> **Entries**:
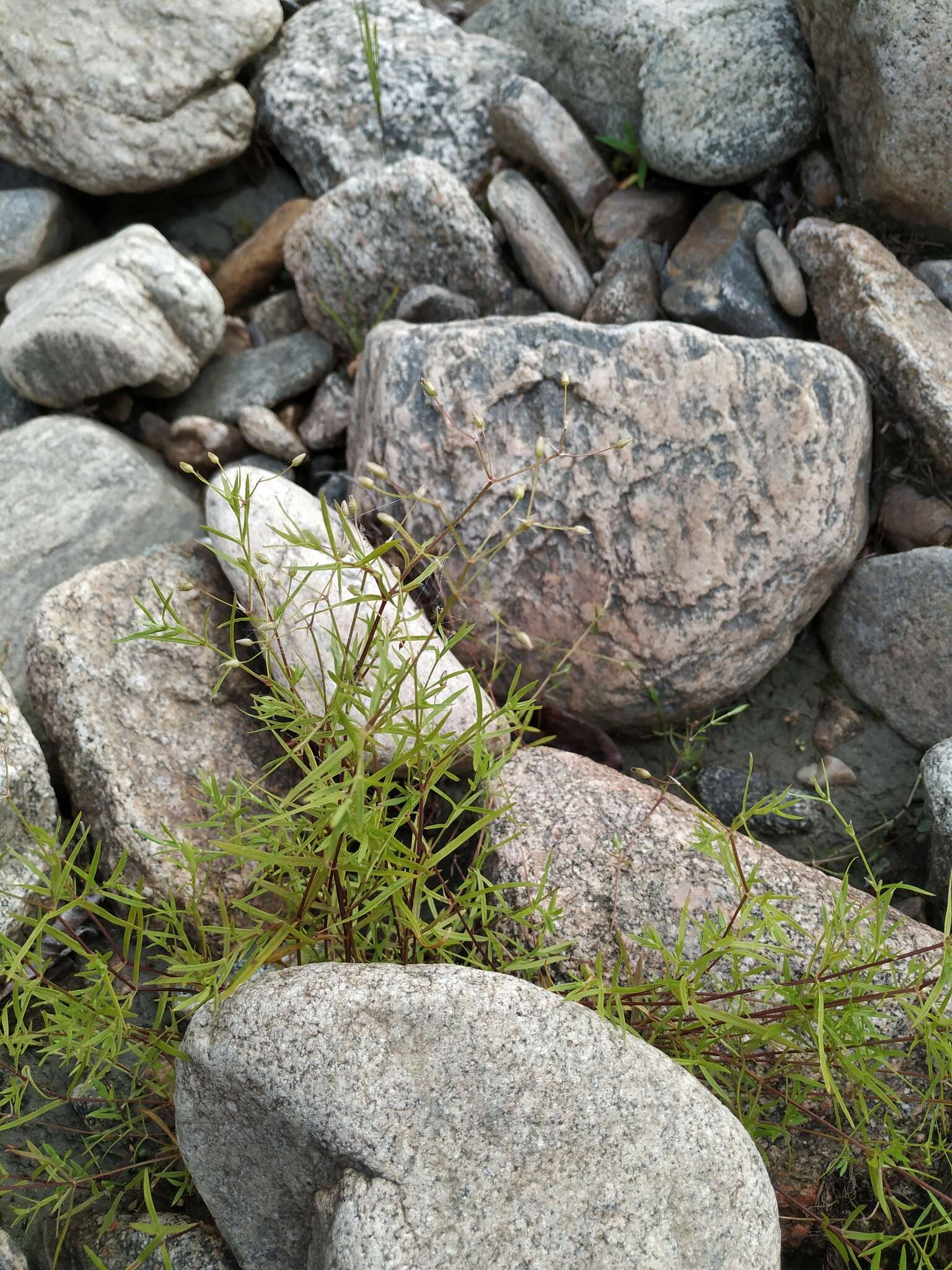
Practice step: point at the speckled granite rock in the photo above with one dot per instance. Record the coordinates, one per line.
(889, 637)
(128, 95)
(389, 1116)
(128, 311)
(651, 64)
(315, 97)
(885, 319)
(135, 726)
(75, 493)
(884, 81)
(715, 535)
(24, 789)
(387, 231)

> **Given request**:
Convert the material above into a two-column CSV with the columns "instruction" and "reply", one row per request. Place each request's text and its answer in single quoted fields, replace line breaks with spaces, and omit the pictures.

> **Full response**:
instruction,reply
"Practice step: point at the speckled granite rock in the photo above with one dot per instance. Record the coordinates, one per line.","(889, 637) (128, 95) (389, 1116) (128, 311) (651, 64) (315, 97) (885, 319) (135, 726) (75, 493) (884, 81) (715, 535) (24, 789) (387, 231)"